(Natural-language object grounding data)
*-*-*
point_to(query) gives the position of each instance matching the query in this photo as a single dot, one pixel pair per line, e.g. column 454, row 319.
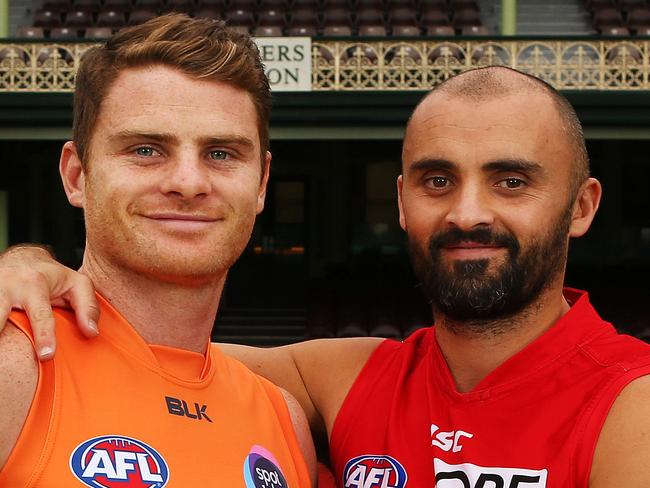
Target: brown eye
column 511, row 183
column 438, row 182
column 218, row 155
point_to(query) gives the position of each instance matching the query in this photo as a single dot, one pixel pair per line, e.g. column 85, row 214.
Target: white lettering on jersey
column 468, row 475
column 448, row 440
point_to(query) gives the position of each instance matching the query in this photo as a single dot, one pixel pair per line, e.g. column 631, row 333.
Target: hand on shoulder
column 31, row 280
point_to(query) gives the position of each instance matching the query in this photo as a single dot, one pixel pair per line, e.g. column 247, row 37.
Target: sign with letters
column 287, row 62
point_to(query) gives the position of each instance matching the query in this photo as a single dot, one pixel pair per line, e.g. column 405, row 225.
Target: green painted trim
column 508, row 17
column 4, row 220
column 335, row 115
*-*-*
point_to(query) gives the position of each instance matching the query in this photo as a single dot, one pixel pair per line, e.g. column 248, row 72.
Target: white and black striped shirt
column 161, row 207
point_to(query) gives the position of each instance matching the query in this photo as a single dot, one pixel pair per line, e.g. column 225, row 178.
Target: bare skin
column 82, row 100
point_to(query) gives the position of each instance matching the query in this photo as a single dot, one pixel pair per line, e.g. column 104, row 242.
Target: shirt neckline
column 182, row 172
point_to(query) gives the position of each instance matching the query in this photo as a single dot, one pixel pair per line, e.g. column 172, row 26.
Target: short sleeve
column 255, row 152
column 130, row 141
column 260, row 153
*-*-*
Aim of the exercise:
Above are the records; please give again, exactly and in full, only the lines that run from the line with "454, row 319." through the line with "405, row 225.", with no pictures.

Expected answer:
point_to(query) gives the position of each instance matching the query in this photo as a single dot, one pixel pair per line, e.g. column 454, row 319.
Target: brown eye
column 511, row 183
column 438, row 182
column 218, row 155
point_to(query) gives the position of each instance matching the query in this photo as a single dot, one pixel pair per line, e.g. column 85, row 214.
Target: white lettering on jersey
column 468, row 475
column 448, row 440
point_to(query) gives the position of each instance matching the query in this photo as a single dot, one pixel pair per line, e.g. column 631, row 333.
Target: hand on shoulder
column 31, row 280
point_to(query) gives the position of each instance matching the query in this photo as a single dot, one pixel pair per line, e.g. column 247, row 37.
Target: sign with letters
column 287, row 62
point_to(query) gives the position of each instance matching the query in this photo as a single dot, one pixel pair per line, e.g. column 405, row 225.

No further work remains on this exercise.